Copy the records from the line containing "Pick out the tall building, placing" up to and including the last line of the records, swapping "Pick out" for "Mark" and leaving everything else untouched.

.....

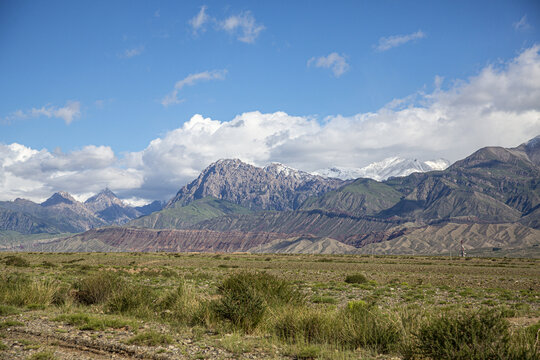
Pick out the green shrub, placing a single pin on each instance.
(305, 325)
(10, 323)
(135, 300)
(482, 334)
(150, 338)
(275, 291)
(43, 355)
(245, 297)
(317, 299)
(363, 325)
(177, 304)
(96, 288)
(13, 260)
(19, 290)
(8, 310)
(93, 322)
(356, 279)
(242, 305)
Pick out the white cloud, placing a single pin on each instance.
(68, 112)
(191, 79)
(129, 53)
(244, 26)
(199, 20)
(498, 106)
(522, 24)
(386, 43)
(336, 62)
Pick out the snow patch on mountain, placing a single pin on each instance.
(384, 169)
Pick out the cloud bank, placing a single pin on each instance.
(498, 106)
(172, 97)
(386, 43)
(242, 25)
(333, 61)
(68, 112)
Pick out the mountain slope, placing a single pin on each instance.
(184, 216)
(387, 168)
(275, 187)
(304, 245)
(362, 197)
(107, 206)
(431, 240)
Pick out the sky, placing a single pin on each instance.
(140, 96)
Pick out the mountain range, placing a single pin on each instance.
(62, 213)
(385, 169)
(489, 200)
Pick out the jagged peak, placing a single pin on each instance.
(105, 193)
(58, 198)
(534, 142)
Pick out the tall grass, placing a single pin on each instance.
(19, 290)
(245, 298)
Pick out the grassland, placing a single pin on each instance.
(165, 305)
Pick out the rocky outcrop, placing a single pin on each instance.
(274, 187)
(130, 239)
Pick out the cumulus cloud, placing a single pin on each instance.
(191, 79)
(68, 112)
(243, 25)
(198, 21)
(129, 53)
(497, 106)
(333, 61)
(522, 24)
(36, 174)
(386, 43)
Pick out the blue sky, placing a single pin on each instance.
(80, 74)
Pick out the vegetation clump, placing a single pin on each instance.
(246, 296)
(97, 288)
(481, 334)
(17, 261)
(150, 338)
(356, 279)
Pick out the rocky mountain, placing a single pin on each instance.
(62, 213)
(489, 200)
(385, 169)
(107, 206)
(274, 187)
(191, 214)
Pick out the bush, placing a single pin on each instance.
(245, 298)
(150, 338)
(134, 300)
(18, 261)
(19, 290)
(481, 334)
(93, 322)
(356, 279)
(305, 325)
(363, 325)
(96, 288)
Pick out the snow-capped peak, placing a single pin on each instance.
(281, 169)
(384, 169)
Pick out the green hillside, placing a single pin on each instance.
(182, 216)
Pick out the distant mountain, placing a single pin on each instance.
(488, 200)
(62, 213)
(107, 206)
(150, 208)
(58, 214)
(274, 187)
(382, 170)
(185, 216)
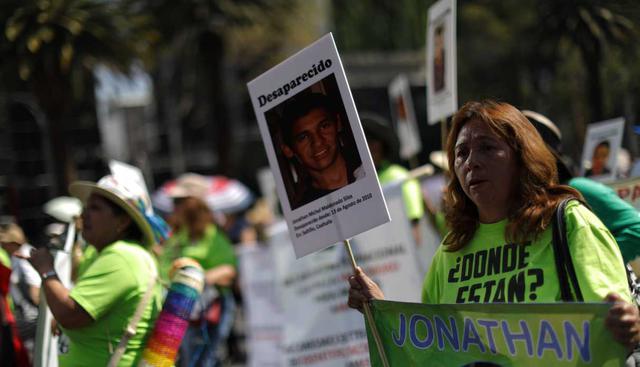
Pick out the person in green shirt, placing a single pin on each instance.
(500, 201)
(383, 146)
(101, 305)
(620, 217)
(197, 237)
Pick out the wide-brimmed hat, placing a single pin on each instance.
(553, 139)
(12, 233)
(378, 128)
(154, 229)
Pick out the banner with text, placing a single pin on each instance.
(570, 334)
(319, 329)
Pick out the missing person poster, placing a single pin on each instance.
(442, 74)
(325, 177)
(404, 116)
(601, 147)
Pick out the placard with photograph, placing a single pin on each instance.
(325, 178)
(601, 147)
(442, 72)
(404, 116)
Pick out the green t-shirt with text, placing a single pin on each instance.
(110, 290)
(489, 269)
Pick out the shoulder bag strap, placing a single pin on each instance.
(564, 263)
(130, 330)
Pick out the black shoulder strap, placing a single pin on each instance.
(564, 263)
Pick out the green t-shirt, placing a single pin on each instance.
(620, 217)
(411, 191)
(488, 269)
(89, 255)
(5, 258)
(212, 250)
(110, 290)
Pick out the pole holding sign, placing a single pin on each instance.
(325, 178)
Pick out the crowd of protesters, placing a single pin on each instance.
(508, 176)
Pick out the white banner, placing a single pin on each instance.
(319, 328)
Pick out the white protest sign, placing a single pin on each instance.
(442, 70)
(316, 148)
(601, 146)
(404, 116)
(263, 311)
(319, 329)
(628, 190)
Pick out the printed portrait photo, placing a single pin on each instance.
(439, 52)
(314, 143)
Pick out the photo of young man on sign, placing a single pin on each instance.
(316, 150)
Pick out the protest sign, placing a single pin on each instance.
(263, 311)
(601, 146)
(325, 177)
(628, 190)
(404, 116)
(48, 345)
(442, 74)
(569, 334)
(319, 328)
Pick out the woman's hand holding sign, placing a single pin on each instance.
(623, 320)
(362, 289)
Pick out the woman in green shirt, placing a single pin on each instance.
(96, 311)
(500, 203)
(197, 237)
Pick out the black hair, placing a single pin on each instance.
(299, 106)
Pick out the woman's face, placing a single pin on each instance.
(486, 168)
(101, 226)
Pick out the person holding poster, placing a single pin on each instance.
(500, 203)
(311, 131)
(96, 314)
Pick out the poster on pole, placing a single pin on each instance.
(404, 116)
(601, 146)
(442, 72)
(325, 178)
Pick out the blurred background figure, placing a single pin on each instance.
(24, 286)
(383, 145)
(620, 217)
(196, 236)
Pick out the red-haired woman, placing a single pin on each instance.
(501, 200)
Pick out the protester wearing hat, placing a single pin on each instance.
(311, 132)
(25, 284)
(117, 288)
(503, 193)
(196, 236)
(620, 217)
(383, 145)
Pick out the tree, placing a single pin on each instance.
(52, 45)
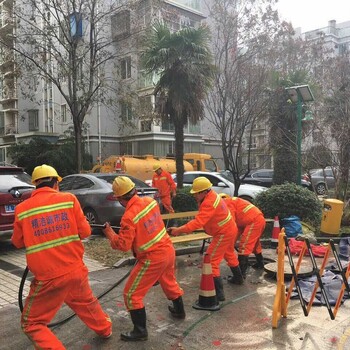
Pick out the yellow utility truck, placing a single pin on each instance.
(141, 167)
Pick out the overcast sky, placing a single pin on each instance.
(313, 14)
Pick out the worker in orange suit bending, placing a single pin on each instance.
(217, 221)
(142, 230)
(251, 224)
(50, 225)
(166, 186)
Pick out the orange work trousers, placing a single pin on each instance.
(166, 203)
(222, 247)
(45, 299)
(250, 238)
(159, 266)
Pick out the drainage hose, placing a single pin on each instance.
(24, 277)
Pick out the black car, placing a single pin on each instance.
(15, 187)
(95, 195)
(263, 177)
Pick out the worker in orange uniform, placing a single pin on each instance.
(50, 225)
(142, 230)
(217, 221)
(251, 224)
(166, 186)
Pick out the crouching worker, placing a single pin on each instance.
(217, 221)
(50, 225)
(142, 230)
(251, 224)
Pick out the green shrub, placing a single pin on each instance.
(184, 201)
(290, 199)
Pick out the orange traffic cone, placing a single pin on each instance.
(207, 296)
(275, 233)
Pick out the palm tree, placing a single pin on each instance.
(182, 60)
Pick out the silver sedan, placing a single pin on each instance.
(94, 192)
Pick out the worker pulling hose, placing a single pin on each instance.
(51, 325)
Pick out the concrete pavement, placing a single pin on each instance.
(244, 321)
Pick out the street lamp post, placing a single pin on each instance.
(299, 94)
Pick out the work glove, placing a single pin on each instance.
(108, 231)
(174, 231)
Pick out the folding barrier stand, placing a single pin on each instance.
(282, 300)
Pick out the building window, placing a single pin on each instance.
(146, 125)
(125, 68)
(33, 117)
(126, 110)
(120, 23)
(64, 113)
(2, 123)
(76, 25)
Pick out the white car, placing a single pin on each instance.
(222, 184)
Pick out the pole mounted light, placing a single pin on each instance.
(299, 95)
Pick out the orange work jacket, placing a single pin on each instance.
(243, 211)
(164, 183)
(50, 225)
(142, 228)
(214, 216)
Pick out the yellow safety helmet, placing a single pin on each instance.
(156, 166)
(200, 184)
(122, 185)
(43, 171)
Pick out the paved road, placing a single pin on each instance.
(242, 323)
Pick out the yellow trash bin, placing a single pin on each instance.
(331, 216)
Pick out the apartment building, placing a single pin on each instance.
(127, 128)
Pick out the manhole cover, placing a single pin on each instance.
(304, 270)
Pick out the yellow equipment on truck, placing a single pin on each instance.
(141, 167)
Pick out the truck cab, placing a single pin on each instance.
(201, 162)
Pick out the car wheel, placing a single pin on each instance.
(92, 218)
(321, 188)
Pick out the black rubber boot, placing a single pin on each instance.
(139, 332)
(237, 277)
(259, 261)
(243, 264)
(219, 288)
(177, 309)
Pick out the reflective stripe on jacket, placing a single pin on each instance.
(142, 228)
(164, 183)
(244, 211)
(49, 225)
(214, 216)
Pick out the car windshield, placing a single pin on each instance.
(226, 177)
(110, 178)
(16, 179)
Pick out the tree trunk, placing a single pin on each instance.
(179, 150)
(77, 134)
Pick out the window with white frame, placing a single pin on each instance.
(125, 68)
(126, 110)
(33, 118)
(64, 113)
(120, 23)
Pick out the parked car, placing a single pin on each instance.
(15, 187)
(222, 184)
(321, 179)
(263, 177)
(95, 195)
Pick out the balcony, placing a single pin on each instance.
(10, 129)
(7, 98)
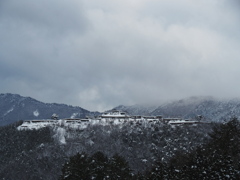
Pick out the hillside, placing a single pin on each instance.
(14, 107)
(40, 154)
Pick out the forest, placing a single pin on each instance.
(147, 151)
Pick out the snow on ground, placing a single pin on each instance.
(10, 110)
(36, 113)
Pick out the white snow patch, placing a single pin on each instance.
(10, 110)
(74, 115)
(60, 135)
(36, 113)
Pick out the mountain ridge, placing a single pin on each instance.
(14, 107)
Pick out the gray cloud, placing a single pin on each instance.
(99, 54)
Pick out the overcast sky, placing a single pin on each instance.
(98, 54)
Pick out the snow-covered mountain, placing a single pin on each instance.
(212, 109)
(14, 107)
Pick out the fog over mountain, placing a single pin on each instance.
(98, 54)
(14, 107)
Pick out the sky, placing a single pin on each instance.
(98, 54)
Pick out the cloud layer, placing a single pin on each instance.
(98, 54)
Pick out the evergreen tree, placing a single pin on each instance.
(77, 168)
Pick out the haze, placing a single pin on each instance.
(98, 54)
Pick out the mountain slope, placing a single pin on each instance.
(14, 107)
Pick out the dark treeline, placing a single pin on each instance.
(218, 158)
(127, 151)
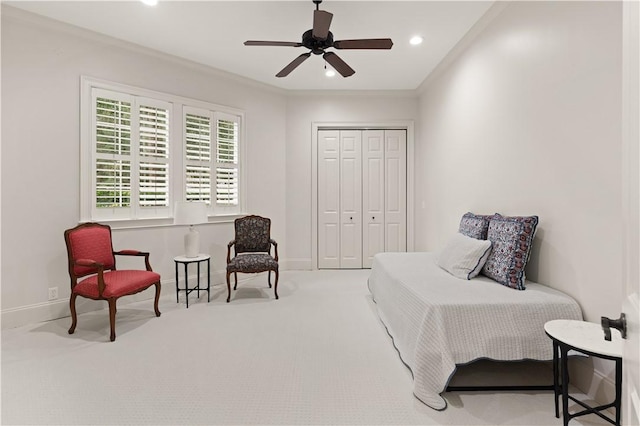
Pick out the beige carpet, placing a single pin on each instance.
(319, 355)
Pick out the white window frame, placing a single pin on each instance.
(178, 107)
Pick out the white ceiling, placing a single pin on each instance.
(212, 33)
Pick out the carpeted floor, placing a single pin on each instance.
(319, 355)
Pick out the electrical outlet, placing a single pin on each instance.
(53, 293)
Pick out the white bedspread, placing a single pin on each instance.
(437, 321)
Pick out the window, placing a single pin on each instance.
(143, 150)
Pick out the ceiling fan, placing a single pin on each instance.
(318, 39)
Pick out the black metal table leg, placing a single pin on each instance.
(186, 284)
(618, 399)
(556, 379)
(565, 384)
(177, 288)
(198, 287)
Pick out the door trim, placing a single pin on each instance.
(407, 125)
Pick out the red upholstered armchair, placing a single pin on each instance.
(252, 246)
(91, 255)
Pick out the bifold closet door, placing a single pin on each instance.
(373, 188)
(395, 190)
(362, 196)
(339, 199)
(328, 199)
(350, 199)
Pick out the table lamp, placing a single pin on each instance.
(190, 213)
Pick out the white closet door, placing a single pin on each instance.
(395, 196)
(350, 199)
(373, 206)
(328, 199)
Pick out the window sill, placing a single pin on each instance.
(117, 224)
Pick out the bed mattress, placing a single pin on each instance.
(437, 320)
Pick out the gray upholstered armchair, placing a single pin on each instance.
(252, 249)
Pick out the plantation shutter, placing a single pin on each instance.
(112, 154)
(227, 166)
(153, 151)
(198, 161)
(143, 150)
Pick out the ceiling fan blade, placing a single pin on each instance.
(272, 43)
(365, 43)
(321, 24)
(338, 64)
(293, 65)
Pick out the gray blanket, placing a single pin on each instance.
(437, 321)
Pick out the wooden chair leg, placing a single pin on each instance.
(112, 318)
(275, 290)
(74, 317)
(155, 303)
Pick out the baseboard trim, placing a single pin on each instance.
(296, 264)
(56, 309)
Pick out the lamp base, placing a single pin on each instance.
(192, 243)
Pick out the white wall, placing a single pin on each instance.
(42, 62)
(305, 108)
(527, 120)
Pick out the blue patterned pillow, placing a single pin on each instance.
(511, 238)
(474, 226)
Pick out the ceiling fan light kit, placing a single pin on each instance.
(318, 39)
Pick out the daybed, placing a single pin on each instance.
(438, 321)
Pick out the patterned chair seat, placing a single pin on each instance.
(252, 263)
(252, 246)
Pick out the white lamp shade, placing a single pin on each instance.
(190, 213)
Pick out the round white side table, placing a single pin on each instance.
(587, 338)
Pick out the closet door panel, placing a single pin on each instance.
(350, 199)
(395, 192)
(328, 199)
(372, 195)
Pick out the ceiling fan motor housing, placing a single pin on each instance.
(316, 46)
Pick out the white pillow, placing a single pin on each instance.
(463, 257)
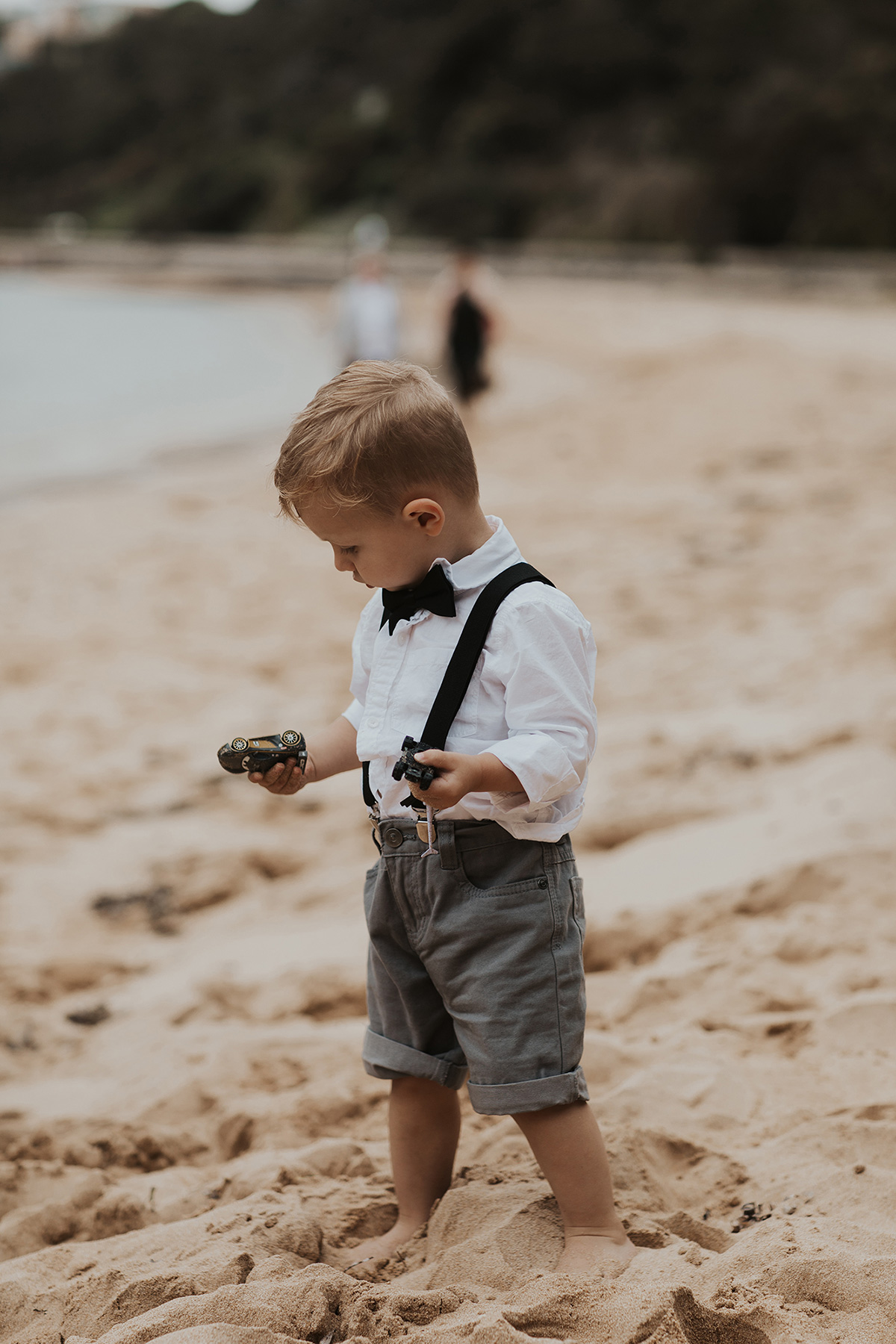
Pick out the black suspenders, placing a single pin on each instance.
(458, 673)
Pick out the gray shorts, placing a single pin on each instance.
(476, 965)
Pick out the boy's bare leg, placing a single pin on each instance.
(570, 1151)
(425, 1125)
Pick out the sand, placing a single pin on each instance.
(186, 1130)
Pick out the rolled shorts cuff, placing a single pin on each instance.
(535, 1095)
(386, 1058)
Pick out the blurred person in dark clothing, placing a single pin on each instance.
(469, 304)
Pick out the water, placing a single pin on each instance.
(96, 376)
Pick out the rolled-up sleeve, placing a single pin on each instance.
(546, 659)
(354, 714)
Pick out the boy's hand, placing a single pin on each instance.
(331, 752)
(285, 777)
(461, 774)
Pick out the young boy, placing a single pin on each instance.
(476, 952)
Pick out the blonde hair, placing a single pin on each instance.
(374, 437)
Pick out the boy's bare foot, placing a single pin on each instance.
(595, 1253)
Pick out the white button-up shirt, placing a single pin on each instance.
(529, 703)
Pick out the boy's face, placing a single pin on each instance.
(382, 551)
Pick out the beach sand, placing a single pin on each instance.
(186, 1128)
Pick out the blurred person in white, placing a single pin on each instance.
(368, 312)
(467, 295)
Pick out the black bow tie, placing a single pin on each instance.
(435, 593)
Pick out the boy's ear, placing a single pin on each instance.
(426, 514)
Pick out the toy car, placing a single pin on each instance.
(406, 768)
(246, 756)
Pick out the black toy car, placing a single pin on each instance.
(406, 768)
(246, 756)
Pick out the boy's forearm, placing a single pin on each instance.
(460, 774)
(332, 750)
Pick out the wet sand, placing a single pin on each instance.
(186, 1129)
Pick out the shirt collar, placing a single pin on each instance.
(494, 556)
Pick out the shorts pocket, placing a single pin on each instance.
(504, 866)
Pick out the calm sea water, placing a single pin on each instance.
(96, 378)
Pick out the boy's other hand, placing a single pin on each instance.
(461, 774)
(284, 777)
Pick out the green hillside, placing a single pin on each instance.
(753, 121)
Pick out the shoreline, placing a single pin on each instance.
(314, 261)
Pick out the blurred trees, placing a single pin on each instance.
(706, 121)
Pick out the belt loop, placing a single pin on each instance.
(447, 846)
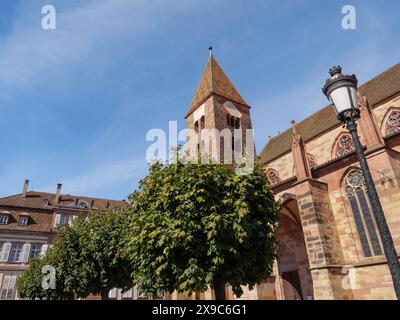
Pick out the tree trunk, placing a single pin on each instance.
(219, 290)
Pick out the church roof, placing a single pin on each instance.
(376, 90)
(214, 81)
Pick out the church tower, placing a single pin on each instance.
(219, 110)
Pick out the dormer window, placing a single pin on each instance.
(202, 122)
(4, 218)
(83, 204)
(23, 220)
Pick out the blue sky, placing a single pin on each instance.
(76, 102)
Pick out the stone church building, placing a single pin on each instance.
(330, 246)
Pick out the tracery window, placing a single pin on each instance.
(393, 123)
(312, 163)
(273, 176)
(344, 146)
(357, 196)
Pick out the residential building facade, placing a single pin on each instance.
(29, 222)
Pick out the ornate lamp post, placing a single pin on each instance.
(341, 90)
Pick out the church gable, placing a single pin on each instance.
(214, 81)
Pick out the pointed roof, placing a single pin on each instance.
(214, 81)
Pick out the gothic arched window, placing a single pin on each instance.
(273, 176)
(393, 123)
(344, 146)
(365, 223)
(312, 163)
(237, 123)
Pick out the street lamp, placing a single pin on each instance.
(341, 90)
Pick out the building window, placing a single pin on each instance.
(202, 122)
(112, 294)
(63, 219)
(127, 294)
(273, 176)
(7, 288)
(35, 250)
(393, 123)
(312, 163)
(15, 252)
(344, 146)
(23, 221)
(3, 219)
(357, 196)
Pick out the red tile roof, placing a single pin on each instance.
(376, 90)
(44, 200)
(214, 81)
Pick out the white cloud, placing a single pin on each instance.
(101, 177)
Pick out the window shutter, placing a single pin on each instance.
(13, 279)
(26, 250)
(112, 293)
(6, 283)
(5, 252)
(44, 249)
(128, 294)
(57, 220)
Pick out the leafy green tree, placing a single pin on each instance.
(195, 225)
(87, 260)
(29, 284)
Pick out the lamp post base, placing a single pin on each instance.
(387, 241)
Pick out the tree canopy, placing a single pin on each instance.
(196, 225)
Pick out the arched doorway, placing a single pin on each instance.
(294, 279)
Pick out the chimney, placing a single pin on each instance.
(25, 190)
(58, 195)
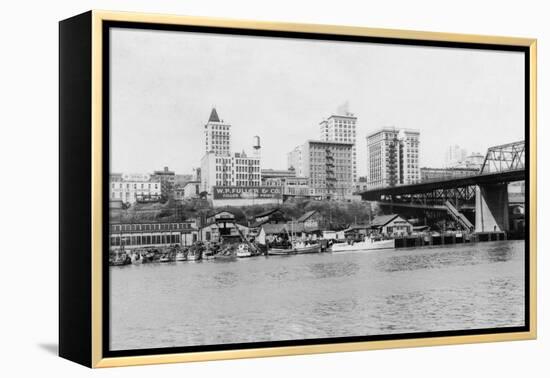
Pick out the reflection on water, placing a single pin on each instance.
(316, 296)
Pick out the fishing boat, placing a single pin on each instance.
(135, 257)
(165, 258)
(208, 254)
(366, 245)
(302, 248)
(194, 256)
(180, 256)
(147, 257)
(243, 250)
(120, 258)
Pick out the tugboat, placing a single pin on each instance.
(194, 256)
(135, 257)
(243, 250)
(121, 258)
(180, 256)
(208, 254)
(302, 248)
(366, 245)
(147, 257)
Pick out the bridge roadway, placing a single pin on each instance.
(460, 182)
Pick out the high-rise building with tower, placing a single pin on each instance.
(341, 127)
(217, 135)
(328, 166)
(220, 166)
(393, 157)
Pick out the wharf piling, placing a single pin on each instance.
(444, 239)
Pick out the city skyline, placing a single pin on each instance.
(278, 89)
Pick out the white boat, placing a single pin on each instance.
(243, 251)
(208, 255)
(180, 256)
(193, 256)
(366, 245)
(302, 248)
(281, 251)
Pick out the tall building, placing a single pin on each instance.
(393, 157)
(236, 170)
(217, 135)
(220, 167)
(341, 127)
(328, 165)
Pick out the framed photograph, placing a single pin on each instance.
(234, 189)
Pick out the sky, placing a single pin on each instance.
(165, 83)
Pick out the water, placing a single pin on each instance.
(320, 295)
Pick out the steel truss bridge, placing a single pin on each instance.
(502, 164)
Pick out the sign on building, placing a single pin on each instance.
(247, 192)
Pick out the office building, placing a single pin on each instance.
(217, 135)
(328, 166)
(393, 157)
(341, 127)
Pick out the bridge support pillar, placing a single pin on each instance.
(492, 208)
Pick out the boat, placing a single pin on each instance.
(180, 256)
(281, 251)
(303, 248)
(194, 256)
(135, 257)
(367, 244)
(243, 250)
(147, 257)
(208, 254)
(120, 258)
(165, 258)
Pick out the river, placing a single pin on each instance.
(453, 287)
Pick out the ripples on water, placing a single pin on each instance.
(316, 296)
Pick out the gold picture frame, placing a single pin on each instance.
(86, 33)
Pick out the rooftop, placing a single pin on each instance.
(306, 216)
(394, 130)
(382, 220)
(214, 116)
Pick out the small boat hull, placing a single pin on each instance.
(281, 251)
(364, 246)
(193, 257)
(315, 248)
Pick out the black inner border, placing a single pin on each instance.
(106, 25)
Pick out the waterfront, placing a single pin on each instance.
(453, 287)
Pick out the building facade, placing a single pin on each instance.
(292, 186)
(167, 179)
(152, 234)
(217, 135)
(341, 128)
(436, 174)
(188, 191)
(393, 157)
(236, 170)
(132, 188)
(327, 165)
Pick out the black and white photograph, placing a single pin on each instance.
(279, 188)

.....

**THE OUTPUT**
Mark the tall building, placing a single pin on each instance.
(393, 157)
(236, 170)
(217, 135)
(220, 167)
(341, 127)
(328, 165)
Mark the framed photograph, placing a single pin on each instance.
(234, 189)
Mark the sky, placing a single pin on each instance.
(165, 83)
Mark the water, placing a single pin on each instance.
(320, 295)
Mark the steel truss bridge, placing a single pin on each instance.
(502, 164)
Mark the sign on building, placing a single pin on each instance.
(247, 192)
Mark the office building, placing a single pin on each instance.
(217, 135)
(328, 166)
(393, 157)
(341, 127)
Mark the bridge support pillar, placing a single pin on each instance.
(492, 208)
Mark the boat, placing a single pin on each instance.
(180, 256)
(281, 251)
(303, 248)
(194, 256)
(135, 257)
(367, 244)
(243, 250)
(147, 257)
(208, 254)
(120, 258)
(165, 258)
Mark the river, placing a single pin on each instance.
(453, 287)
Mark the ripples on water, placing a single pin on each instance.
(316, 296)
Mark the gold picture frame, placing a single pin on each instance.
(86, 33)
Mark the rooftop, placing a single pin on each instance.
(306, 216)
(394, 130)
(382, 220)
(214, 116)
Mark the small boat hull, placing a single pin on each instance.
(281, 251)
(364, 246)
(193, 257)
(315, 248)
Mark the black inner border, placing a single pin on each instance.
(106, 25)
Mark the waterfront, placing a single pin on each instance.
(453, 287)
Mark the building facade, placing a single pin on each instance.
(292, 186)
(167, 179)
(152, 234)
(217, 135)
(341, 128)
(436, 174)
(188, 191)
(393, 157)
(236, 170)
(132, 188)
(327, 165)
Mark the black and white photograph, placing a single pin on each instance.
(279, 188)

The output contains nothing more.